=== Entries provided ===
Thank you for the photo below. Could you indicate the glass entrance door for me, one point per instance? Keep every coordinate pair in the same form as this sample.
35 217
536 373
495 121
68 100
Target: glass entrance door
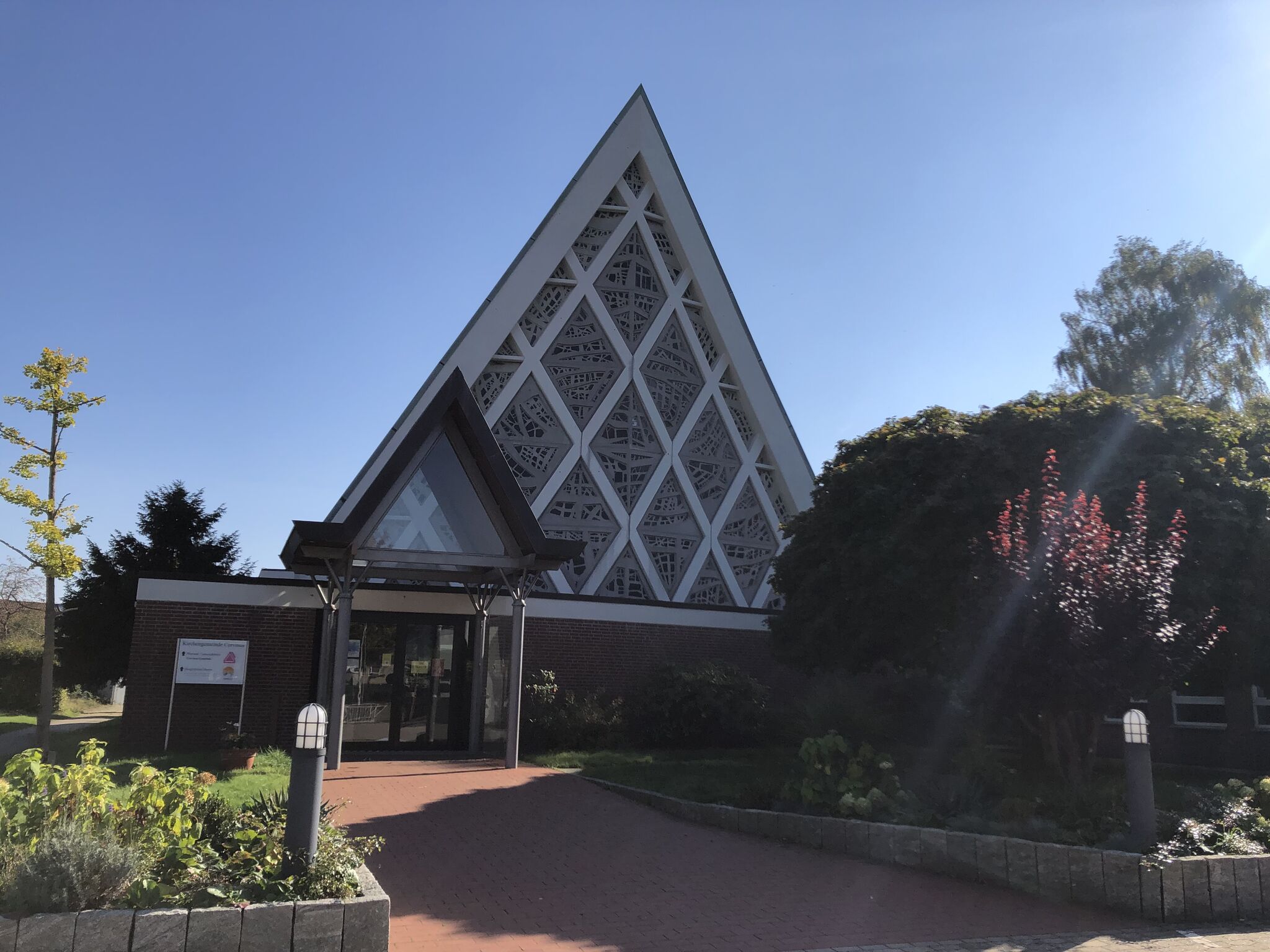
===
Exercise prompt - Swap "entrance door" for "front door" everywhere it appears in the entries above, changing nothing else. Leave the pictures out of your answer.

Written reply -
Thank you for the photo below. Could you indicate the glass front door for me, one point per instance? Keep every coordinate pair in the same form as this sample.
35 217
536 373
495 121
68 100
Target: glass front door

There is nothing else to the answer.